_EXERCISE TASK_
Extract every line starting at the line that contains "sneaker? Mark that spot." and ending with the final line of the data, inclusive; give only those lines, word for word.

_RECORDS TO PROCESS_
BEGIN
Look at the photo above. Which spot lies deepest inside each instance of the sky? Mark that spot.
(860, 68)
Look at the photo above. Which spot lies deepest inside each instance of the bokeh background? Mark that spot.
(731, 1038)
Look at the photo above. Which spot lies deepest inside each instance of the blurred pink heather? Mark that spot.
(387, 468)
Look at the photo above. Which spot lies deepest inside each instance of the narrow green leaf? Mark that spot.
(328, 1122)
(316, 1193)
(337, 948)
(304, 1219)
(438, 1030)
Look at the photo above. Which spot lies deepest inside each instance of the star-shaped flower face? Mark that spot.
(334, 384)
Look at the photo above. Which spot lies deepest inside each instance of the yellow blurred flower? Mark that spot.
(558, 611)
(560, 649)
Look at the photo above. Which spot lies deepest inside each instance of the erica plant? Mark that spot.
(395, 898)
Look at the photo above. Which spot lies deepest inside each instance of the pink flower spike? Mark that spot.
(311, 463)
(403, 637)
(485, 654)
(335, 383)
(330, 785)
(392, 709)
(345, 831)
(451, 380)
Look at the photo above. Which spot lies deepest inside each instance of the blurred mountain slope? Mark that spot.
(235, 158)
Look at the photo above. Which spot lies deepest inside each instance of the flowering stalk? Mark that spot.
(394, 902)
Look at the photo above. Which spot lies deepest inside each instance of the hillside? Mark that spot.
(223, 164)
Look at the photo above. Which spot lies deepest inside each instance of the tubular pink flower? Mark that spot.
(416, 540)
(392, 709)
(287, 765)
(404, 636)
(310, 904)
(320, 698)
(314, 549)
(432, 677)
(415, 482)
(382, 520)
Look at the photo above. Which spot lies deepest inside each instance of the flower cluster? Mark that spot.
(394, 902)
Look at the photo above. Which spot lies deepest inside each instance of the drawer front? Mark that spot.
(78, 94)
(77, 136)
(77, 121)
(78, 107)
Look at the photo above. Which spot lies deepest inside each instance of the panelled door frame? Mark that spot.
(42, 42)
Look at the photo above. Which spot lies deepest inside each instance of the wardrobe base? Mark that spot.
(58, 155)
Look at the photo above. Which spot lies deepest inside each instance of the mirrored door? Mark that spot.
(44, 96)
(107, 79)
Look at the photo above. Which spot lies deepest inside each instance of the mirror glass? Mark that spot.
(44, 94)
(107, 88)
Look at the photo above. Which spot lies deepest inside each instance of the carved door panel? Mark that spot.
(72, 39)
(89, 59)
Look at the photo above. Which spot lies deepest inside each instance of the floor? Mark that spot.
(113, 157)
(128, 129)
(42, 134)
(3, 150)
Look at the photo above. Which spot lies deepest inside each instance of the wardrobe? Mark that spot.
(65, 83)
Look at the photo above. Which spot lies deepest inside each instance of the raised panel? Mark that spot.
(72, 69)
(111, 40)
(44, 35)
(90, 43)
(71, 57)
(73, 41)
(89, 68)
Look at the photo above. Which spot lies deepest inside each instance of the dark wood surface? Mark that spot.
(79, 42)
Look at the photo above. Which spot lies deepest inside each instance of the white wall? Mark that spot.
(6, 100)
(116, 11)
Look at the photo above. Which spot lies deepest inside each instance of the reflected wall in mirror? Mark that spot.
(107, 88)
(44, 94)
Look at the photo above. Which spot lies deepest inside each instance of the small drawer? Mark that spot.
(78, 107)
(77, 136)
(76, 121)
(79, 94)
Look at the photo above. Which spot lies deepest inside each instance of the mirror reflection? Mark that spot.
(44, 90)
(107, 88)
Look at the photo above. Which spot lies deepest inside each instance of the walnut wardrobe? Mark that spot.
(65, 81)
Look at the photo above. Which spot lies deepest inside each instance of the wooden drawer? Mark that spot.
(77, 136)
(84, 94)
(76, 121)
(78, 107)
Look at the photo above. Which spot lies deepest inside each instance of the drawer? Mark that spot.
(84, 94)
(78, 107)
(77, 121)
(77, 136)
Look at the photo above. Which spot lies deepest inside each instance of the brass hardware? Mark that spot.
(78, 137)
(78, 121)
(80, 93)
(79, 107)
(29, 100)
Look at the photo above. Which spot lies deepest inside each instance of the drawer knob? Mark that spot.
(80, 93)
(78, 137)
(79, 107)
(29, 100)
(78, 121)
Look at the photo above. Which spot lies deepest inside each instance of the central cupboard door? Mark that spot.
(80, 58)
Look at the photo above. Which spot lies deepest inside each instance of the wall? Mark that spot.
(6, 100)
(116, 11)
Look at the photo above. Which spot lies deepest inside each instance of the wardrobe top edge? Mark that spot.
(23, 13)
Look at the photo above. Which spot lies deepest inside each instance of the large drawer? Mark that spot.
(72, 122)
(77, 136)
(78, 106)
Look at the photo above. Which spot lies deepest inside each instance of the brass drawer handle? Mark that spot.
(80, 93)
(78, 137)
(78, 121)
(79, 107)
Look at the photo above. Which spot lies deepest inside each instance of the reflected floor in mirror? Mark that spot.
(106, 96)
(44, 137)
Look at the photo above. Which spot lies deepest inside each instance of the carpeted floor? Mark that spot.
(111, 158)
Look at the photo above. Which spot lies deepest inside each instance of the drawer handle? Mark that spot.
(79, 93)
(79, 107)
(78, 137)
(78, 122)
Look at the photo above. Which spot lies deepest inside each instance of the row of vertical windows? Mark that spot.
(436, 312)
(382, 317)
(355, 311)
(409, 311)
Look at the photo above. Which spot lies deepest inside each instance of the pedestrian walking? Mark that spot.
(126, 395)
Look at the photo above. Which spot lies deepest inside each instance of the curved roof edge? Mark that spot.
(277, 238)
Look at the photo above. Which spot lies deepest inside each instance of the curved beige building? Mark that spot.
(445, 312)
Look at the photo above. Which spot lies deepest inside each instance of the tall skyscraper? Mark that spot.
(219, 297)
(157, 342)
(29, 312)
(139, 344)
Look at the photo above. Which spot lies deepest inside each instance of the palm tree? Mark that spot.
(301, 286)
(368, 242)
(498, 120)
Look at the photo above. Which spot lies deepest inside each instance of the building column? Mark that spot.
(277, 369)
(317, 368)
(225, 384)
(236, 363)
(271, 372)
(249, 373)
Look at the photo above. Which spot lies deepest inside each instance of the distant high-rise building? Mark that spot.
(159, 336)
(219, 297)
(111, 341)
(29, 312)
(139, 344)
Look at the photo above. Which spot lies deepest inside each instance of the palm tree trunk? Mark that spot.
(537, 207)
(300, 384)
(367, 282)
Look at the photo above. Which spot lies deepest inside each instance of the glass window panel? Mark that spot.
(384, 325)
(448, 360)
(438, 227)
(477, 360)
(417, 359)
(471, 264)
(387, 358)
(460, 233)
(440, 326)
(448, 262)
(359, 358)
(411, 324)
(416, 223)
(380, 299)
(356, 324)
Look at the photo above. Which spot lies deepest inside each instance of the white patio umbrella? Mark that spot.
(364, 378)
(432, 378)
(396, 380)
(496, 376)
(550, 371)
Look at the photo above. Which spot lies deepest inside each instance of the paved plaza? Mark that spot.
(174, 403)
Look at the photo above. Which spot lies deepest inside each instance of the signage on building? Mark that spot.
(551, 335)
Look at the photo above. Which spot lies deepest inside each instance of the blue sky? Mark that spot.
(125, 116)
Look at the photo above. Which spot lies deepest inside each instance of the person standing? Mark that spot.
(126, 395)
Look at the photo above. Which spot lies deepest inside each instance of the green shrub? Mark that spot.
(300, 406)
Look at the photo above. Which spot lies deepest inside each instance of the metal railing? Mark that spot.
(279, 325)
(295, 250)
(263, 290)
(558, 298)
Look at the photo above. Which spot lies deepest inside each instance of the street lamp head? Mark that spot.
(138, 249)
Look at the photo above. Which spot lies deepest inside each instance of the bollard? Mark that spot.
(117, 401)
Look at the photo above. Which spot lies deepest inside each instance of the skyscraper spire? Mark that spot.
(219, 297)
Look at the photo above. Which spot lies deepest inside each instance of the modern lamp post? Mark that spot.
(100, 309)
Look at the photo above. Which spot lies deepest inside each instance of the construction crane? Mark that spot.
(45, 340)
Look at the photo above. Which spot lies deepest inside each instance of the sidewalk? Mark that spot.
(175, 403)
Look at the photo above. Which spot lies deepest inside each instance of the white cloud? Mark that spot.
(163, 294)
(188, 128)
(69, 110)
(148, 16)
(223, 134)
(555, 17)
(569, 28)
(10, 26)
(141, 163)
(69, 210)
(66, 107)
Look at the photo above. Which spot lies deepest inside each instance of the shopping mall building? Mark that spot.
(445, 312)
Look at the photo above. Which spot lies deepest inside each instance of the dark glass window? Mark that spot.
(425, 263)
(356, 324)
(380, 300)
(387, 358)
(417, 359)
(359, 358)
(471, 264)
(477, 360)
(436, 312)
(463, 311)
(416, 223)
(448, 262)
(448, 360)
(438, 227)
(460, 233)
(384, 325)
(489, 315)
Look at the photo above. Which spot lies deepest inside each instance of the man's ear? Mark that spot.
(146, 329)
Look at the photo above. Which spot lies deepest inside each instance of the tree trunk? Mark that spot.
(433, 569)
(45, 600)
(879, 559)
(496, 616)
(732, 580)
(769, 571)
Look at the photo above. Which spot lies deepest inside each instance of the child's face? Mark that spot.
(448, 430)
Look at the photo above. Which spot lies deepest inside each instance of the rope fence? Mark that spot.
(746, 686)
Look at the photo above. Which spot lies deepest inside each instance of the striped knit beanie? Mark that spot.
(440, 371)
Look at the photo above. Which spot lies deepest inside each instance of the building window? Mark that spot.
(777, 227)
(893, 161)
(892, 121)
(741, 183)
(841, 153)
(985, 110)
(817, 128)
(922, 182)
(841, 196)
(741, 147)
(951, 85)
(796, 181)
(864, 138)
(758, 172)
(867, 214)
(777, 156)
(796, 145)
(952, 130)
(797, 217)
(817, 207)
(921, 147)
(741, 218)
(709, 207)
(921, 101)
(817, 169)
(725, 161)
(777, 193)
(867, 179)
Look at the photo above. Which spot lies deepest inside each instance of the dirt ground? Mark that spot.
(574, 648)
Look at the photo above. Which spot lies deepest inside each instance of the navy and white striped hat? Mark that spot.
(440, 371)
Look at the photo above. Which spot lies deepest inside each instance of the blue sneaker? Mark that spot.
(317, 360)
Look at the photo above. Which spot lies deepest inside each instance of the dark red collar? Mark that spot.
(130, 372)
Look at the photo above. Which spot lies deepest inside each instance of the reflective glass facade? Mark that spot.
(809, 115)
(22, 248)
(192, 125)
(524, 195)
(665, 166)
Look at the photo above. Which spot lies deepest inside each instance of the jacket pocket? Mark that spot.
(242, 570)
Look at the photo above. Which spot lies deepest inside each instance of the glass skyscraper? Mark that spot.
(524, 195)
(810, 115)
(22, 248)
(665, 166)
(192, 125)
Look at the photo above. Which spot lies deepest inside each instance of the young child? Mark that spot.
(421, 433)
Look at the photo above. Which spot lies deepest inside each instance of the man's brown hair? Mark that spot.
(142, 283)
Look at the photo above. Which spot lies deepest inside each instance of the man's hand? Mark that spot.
END
_WRITTEN REPLY_
Look at the photo above. Which spot lies deepest inside each instance of the blue sneaker? Mark that spot.
(317, 360)
Look at the photo above. Which spot lies deepest inside each instance of the dark red collar? Mark that spot.
(130, 372)
Look at the photo above. Which spot lies deepest inside each instance of the reflective glass facade? Mark that spot.
(809, 115)
(22, 248)
(192, 125)
(524, 195)
(665, 166)
Look at the photo above. Which spot lies deepest inside each instance of the jacket pocket? Mark that spot.
(242, 570)
Look at the photo above. Which spot lies deepest inside each instance of the glass skyscraper? Mark that spot.
(524, 195)
(810, 115)
(22, 248)
(665, 166)
(192, 125)
Look at the photo above. Which spot lies deepest inside each instance of the young child? Mark that spot.
(421, 433)
Look at the photo above. Which spot lies deepest inside each instance of the man's brown hair? Mark that spot.
(142, 283)
Look at the photo above. Which spot lies deepest inside each instance of the man's hand? Mark that spot.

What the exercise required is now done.